• ACTION ITEM
Omit every picture and return the rest of the data unaltered.

• SOURCE DATA
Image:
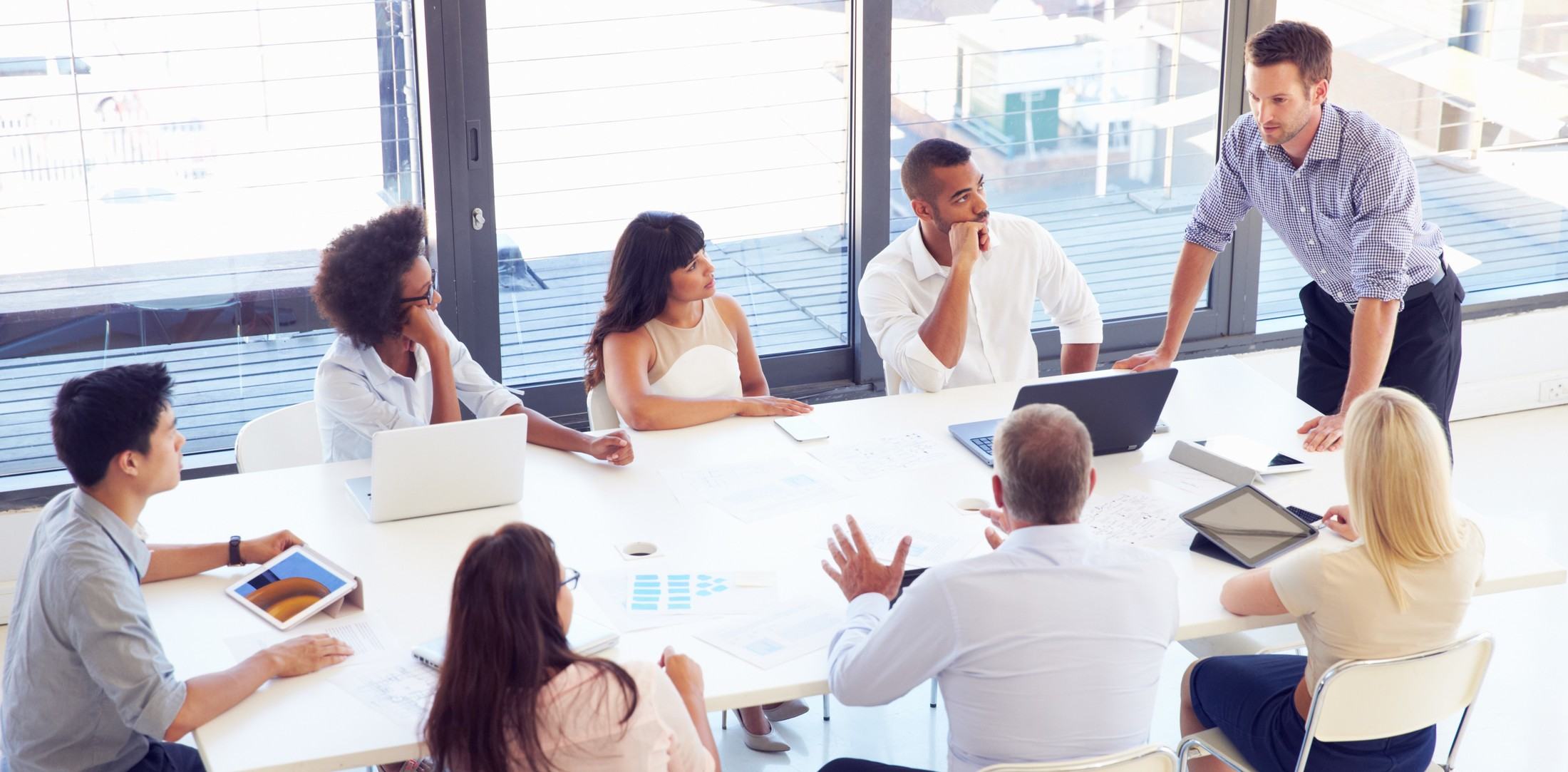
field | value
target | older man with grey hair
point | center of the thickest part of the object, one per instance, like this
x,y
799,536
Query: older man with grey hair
x,y
1046,649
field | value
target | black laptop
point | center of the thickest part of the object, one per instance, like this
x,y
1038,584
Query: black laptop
x,y
1118,407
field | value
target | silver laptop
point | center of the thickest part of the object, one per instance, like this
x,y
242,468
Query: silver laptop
x,y
1120,408
463,465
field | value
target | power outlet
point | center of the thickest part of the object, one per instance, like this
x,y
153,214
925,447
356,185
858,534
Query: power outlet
x,y
1554,391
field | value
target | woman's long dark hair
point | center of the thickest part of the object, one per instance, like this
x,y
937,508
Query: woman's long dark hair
x,y
653,245
504,645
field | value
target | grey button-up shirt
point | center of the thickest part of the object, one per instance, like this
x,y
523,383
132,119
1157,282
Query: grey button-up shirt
x,y
85,676
1351,215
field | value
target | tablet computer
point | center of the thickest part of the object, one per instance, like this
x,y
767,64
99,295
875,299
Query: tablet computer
x,y
1252,454
1249,526
292,587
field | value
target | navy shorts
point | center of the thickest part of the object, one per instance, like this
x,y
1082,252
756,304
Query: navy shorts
x,y
1252,700
170,757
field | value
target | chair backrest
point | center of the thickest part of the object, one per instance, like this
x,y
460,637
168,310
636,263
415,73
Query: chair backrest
x,y
891,381
1148,758
283,438
601,413
1373,699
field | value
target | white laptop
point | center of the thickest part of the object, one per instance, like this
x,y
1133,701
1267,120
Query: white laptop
x,y
463,465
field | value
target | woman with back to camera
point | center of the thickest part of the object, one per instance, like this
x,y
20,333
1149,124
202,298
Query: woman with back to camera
x,y
513,696
670,350
1399,589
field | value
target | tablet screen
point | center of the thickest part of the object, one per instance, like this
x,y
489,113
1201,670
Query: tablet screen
x,y
1250,526
1247,453
289,587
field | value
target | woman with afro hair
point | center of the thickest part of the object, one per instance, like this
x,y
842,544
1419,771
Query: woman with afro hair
x,y
394,363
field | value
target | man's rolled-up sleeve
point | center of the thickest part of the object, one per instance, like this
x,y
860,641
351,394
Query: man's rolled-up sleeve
x,y
1067,295
880,653
896,330
1224,201
1383,231
108,628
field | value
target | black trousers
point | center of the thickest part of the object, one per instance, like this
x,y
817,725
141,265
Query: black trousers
x,y
1424,358
853,765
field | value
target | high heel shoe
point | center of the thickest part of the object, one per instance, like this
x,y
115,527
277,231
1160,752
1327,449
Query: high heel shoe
x,y
767,743
785,711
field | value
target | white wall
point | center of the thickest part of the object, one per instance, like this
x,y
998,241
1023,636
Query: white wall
x,y
1506,363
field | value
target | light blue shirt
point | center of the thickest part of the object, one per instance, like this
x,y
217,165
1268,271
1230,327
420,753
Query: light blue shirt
x,y
85,679
1046,649
1351,215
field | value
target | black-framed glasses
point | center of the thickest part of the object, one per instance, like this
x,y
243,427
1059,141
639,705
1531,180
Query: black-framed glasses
x,y
428,295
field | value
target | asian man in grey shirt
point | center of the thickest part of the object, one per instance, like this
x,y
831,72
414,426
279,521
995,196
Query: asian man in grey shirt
x,y
87,683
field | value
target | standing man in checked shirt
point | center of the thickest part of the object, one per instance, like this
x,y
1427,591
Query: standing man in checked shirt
x,y
1339,190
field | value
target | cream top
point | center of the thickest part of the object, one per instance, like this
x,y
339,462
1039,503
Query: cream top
x,y
1346,611
695,363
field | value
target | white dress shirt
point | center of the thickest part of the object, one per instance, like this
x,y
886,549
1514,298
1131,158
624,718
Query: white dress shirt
x,y
356,394
1024,262
1046,649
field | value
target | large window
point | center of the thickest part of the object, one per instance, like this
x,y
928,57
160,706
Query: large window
x,y
1096,120
1479,93
731,112
171,168
168,173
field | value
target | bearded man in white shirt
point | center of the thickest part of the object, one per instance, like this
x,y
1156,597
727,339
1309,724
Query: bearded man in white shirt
x,y
1046,649
949,302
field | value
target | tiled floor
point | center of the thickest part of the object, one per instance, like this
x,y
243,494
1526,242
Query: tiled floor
x,y
1514,466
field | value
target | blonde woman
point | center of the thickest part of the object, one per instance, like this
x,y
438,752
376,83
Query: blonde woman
x,y
1401,587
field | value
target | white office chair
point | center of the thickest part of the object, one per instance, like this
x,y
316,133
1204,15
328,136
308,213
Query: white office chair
x,y
891,380
283,438
1371,699
1148,758
601,413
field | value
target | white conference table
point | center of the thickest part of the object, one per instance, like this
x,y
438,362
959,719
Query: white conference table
x,y
308,724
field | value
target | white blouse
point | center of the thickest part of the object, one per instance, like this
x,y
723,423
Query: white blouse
x,y
356,394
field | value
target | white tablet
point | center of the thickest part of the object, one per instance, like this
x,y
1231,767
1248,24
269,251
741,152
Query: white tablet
x,y
1252,454
292,587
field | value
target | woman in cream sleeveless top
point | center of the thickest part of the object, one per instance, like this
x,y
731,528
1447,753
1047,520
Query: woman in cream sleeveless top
x,y
695,363
669,349
670,352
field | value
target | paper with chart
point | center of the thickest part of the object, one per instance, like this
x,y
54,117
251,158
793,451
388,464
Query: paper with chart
x,y
678,594
755,490
366,633
866,460
777,637
1131,518
398,689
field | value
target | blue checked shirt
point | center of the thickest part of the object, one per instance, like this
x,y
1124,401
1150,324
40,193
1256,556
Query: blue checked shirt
x,y
1351,215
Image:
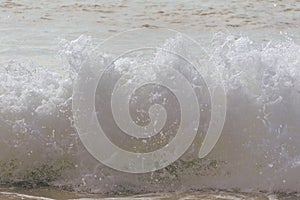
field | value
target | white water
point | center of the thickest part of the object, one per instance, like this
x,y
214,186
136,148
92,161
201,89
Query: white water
x,y
259,146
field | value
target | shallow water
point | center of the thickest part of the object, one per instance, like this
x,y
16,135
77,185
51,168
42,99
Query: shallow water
x,y
43,45
50,194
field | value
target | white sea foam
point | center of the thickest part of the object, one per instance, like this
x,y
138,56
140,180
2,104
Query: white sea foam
x,y
258,149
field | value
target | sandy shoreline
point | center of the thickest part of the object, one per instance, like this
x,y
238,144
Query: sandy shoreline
x,y
50,193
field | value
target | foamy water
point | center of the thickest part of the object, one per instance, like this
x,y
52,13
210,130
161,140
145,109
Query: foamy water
x,y
257,53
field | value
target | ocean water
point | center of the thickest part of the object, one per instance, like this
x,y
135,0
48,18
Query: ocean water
x,y
255,45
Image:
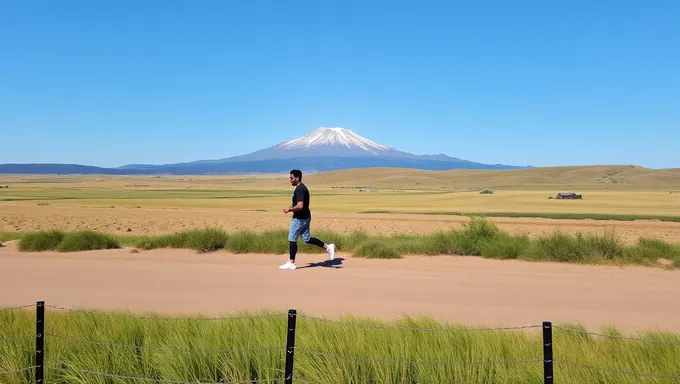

• OUTPUT FOR THIS EXERCISE
Image:
field | value
target | older man with grey hair
point | center of the thickest part of the object, one per instance, like this
x,y
799,536
Query: older man with grey hair
x,y
1046,649
field | value
target | black laptop
point | center of the thickest part of the object, one per instance, like this
x,y
1038,584
Query: black laptop
x,y
1118,407
field | value
target | silver laptop
point | center of the thickest part of the object, one per instance, like this
x,y
242,468
Query: silver laptop
x,y
1120,408
463,465
field | value
target | power outlet
point | center of the thickest part of the object, one per instance, like this
x,y
153,214
925,447
356,185
858,534
Query: power outlet
x,y
1554,391
field | value
target | woman's long dark hair
point | center of the thickest part of the object, one per instance, like this
x,y
937,508
Query: woman's long dark hair
x,y
653,245
504,645
field | value
target | grey button-up shirt
point | center of the thickest part of the object, one per instance, like this
x,y
523,383
132,119
1157,282
Query: grey button-up shirt
x,y
85,676
1351,215
field | value
target | tablet computer
point | center of the thickest part of the object, one per instance, like this
x,y
767,64
99,295
875,299
Query: tablet computer
x,y
1252,454
1249,526
292,587
field | value
target | navy shorts
point | center of the thickest part of the object, one per instance, like this
x,y
1082,252
756,304
Query: navy shorts
x,y
1252,700
170,757
field | value
target | chair backrest
point | center of the thickest part of the object, one per instance, like this
x,y
460,637
168,310
636,263
415,73
Query: chair backrest
x,y
891,381
1148,758
283,438
601,413
1373,699
field | value
target | white laptop
point | center of the thickest part of the object, one per instance, like this
x,y
1133,701
1267,120
Query: white laptop
x,y
463,465
field | value
target | woman with back to camera
point | center of the thickest part of the object, one per instance, like this
x,y
20,333
1149,124
202,298
Query: woman with back to camera
x,y
513,696
670,350
1399,589
field | value
target | tablet screen
point | center of the thickest part of the object, one per instance, like this
x,y
489,113
1201,670
Query: tablet screen
x,y
1250,526
1247,453
289,587
field | value
target | woman with afro hair
point | center of the thickest part of the object, one per instance, like this
x,y
842,544
1419,771
Query: woman with afro hair
x,y
394,363
field | value
target | man's rolled-up sleeve
point | center of the thickest part of the object, one per instance, like this
x,y
860,641
351,394
Query: man's rolled-up sleeve
x,y
1067,295
880,653
896,330
1224,201
1383,231
108,628
field | value
target | black trousers
point | center of the thickest part of the object, one per instance, like this
x,y
817,725
141,265
Query: black trousers
x,y
1424,358
853,765
field | value
target | high heel shoe
point | center of the thickest part of the object, one per instance, like this
x,y
115,527
277,231
1160,752
1327,449
Query: high heel shoe
x,y
767,743
785,711
field | value
target | white wall
point | center of the thickest part of the object, one per instance, like this
x,y
998,241
1023,636
Query: white wall
x,y
1506,363
field | value
target | light blue shirt
point | center of the thickest part of the object, one per instance, like this
x,y
217,165
1268,271
1230,327
420,753
Query: light blue shirt
x,y
85,679
1046,649
1351,215
field | value
target | black-framed glasses
point | center of the thickest part of the object, one per instance, like this
x,y
243,427
1059,141
639,705
1531,180
Query: black-framed glasses
x,y
428,295
field | value
target | asian man in grey shirt
point | center of the thickest part of the object, one per instance, like this
x,y
831,72
414,426
279,521
995,196
Query: asian man in grey shirt
x,y
87,683
field | value
target | standing man in checked shirt
point | center of the thickest part of the object, one per instance, like this
x,y
1427,591
Query: standing man in checked shirt
x,y
1339,190
field | value
target | cream top
point | center of the thickest part of the object, one per instance, like this
x,y
339,462
1039,503
Query: cream top
x,y
1346,611
695,363
field | value
target | white dress shirt
point | center of the thickest part of the object, one per instance, like this
x,y
886,549
1514,298
1131,158
624,718
Query: white dress shirt
x,y
356,394
1024,262
1046,649
field | value
target | large window
point | center of the thickest part of the object, one per instance, like this
x,y
928,57
160,706
Query: large window
x,y
1096,120
1479,93
731,112
171,168
168,173
field | value
target | bearded man in white shirt
point | center of the thickest part of the object, one per instance, like this
x,y
1156,597
727,339
1309,724
Query: bearded man in white shirt
x,y
1046,649
949,302
field | value
target | tiled floor
point | center of the thickest part of the object, one per instance, like this
x,y
243,494
1526,242
Query: tiled floor
x,y
1514,466
field | value
target | blonde woman
point | center of the thickest part of the object, one per instance, like this
x,y
438,752
376,83
Query: blonde woman
x,y
1401,587
field | value
target | white office chair
point | center of the thickest part of the object, one per instance, like this
x,y
316,133
1204,15
328,136
308,213
Query: white office chair
x,y
891,380
283,438
1371,699
1148,758
601,413
field | value
target | white conference table
point | center of the thickest part of the object, one per instance, like this
x,y
438,362
959,719
Query: white conference table
x,y
308,724
field | value
target | white blouse
point | center of the thickest part of the object, one per instance, like this
x,y
723,423
Query: white blouse
x,y
356,394
field | value
target | white tablet
point | center of the thickest part of the object, one per instance, like this
x,y
1231,767
1248,24
269,251
741,152
Query: white tablet
x,y
1252,454
292,587
field | value
target | woman in cream sleeveless top
point | center of the thickest part of the object, one per instance, like this
x,y
731,528
1447,753
1047,520
Query: woman in cream sleeveless top
x,y
695,363
669,349
670,352
field | value
target | paper with chart
point | center of the thickest part of the object, one per instance, like this
x,y
54,117
251,158
793,451
388,464
Query: paper with chart
x,y
678,594
755,490
366,633
866,460
777,637
1131,518
398,689
field | value
target | blue checked shirt
point | center of the thickest part of the object, one per instance, like this
x,y
1124,401
1150,324
40,193
1256,556
Query: blue checked shirt
x,y
1351,215
Image:
field | value
target | white water
point | center of the thickest part of the object, one per instance, like this
x,y
214,186
136,148
92,161
201,89
Query: white water
x,y
259,146
field | value
target | shallow water
point | center of the thickest part of the object, one per instance, like this
x,y
16,135
77,185
51,168
42,99
Query: shallow water
x,y
43,45
50,194
field | value
target | white sea foam
point | center of the thickest part of the object, one per instance, like this
x,y
138,56
140,180
2,104
Query: white sea foam
x,y
258,149
field | value
target | sandy shoreline
point | center of the thickest part of the object, one per instance, like this
x,y
238,144
Query: sandy shoreline
x,y
50,193
field | value
target | foamy water
point | center of the thickest part of the object, one per instance, like this
x,y
52,13
210,130
161,140
145,109
Query: foamy water
x,y
257,53
field | value
target | ocean water
point | center of the thickest part of the object, one per instance, like this
x,y
135,0
48,18
Query: ocean water
x,y
255,45
Image:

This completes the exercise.